- _What you need to do_
A – Answer these questions from the airline furlough article:
(i) How many pilots may the Chicago-based carrier furlough?
(ii) How much of the aid package did the U.S. government set aside for the airline industry?
(iii) Until what date did airline executives agree not to lay off employees or cut their pay?
B – Reproduce the airline furlough article word for word from "On Wednesday, the" up to and including "in daily expenses.".
C – Carry on the airline furlough article, picking up after its final sentence.

- _Provided text_
On Wednesday, the Chicago-based carrier stated that it may furlough up to 15,100 flight attendants, 2,250 pilots, 11,000 airport operations personnel. In addition, it also plans to furlough an undisclosed number of employees involved in catering, airplane maintenance, flight network operations and call center customer services.
United's announcement follows that of American Airlines, which stated last week that it could have up to 20,000 excess employees in the fall that it may have to cut. (Related: COVID-19 hits aviation industry: American Airlines grounds fleet, suspends flights.)
As governments imposed stay-at-home orders in order to slow the global pandemic, passenger numbers in airlines, such as United, have plummeted. Even as they slashed their capacity, these airlines continued to burn tens of millions of dollars in daily expenses.
To alleviate this, the U.S. government earmarked $50 billion of its $2 trillion aid package for the airline industry. To avail of this, however, airline executives agreed that they would not lay off employees or cut their pay until September 30.

- _Dataset_
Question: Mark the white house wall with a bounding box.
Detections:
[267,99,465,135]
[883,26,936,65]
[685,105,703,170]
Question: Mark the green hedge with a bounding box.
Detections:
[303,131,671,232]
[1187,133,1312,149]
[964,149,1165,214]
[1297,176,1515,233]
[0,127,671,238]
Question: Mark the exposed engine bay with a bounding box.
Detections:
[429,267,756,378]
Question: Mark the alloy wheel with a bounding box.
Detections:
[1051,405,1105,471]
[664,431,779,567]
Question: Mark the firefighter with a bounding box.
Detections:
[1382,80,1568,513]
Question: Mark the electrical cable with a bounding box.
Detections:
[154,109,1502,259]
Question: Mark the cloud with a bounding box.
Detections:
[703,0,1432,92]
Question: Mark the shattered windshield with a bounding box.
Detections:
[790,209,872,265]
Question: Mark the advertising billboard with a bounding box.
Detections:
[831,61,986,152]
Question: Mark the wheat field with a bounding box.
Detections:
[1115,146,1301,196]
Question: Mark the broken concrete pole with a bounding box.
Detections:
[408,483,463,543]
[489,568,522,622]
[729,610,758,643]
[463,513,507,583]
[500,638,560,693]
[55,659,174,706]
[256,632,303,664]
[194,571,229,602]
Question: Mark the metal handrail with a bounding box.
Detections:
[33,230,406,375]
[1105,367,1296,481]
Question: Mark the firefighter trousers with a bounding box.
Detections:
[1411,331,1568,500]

- _Answers to each task_
A –
(i) 2,250
(ii) $50 billion
(iii) September 30

B –
On Wednesday, the Chicago-based carrier stated that it may furlough up to 15,100 flight attendants, 2,250 pilots, 11,000 airport operations personnel. In addition, it also plans to furlough an undisclosed number of employees involved in catering, airplane maintenance, flight network operations and call center customer services.
United's announcement follows that of American Airlines, which stated last week that it could have up to 20,000 excess employees in the fall that it may have to cut. (Related: COVID-19 hits aviation industry: American Airlines grounds fleet, suspends flights.)
As governments imposed stay-at-home orders in order to slow the global pandemic, passenger numbers in airlines, such as United, have plummeted. Even as they slashed their capacity, these airlines continued to burn tens of millions of dollars in daily expenses.

C –
Now, United Airlines, who is receiving $5 billion from the fund package, has said that they cannot continue at their current payroll level past October 1 – a day after the agreement to retain airline workers ends – because of the current decrease in travel demand due to the coronavirus.
The carrier said that their July capacity was down 75 percent compared with the same month last year. Scheduled capacity fo August, on the other hand, is only slightly better at 65 percent of 2019's.
Despite sending out furlough warning notices, however, United said that not everyone who got a notice would be furloughed. The airline and the unions representing their pilots and flight attendants are attempting to encourage more employees to participate in voluntary leave and early retirement programs to help lessen the number of people to be furloughed. According to a Securities and Exchange Commission filing, the company expects to take a $300 million charge in the second quarter related to voluntary employee termination.
"Our primary goal throughout this crisis has been to ensure United — and the jobs it supports — are here when customers are flying again," stated the company.
While the airline is doing its best the stay afloat until people are flying again, it may take a while for that to happen.
In April, global travel specialists at the Atmosphere Research Group predicted that it would take up to two years – until 2023 – for air travel to return to pre-coronavirus levels. Even this prediction is optimistic – at assumes that the coronavirus pandemic will come under control this year.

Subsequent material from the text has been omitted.